[Area outline items with labels]

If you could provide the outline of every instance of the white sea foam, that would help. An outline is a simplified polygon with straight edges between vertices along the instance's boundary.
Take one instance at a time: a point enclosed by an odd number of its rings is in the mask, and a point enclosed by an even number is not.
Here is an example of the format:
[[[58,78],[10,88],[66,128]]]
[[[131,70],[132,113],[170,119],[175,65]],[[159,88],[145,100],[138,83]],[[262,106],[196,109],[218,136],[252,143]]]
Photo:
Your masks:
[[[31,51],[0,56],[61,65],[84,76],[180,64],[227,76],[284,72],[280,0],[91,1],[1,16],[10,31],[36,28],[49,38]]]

__Task objective__
Rewrite the items from the start through the line containing "Take one instance", changing "simplified polygon" to "basic polygon" and leaving everything else the same.

__Response to this task__
If you could provide the outline of every instance of the white sea foam, that would help. An outline is a basic polygon with straight edges between vertices along the instance's boundary.
Take one instance at a time: a point enclosed by an odd number of its rings is in the mask, and a point enclosed by an even number is not.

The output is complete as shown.